_Information supplied_
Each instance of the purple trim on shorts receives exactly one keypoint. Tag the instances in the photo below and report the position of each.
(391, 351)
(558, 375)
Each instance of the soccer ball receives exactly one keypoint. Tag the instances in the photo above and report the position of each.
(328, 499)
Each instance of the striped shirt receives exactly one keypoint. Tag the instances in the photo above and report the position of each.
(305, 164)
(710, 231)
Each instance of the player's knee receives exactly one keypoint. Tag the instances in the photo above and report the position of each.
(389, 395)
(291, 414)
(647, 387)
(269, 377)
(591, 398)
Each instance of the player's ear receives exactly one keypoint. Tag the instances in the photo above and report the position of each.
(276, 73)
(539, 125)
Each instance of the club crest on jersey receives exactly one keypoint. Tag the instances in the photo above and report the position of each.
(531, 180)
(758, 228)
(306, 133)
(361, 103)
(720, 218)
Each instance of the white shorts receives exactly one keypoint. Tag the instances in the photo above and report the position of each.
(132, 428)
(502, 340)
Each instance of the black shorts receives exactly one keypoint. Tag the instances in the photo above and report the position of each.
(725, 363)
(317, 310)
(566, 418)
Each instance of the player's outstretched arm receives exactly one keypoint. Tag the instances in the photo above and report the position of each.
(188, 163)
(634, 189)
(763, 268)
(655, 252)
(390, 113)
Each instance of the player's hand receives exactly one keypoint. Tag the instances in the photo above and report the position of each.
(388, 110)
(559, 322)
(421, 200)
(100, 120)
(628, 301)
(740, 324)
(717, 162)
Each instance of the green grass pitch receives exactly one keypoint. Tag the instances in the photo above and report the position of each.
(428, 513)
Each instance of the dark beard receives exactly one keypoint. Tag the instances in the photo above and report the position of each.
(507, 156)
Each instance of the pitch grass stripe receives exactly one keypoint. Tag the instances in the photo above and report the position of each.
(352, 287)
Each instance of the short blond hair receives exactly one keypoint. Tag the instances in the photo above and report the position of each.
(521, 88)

_Task to complete_
Your answer should consist only of the lines from the one with "Each instance of the player's outstretched" through the end of the data above, reproduced exactly.

_Full answer_
Each instance of the player's outstretched arm receives exactly one keypoint. Tag the instances in the photo above and report the position of each.
(188, 163)
(634, 189)
(763, 268)
(655, 252)
(390, 113)
Each instance of the player's hand receives exactly one keypoint. Tag the instances in the photo above and report the position of each.
(388, 110)
(559, 322)
(421, 200)
(100, 120)
(628, 301)
(740, 324)
(717, 162)
Each instance of the green grass pitch receives exactly one keypoint. Tag the instances in the photo above and report the position of each.
(428, 513)
Each instance of the dark beard receives exactly one keypoint. Tag the instances in the photo above and report the position of each.
(507, 156)
Each instance of the pitch grass stripe receives exactly one keypoint. Tag the instances in the photo above and report the position of each.
(352, 287)
Each instance of the short blond hair receives exactly one keypoint. Tag the instances in the photo above and report the position of each.
(521, 88)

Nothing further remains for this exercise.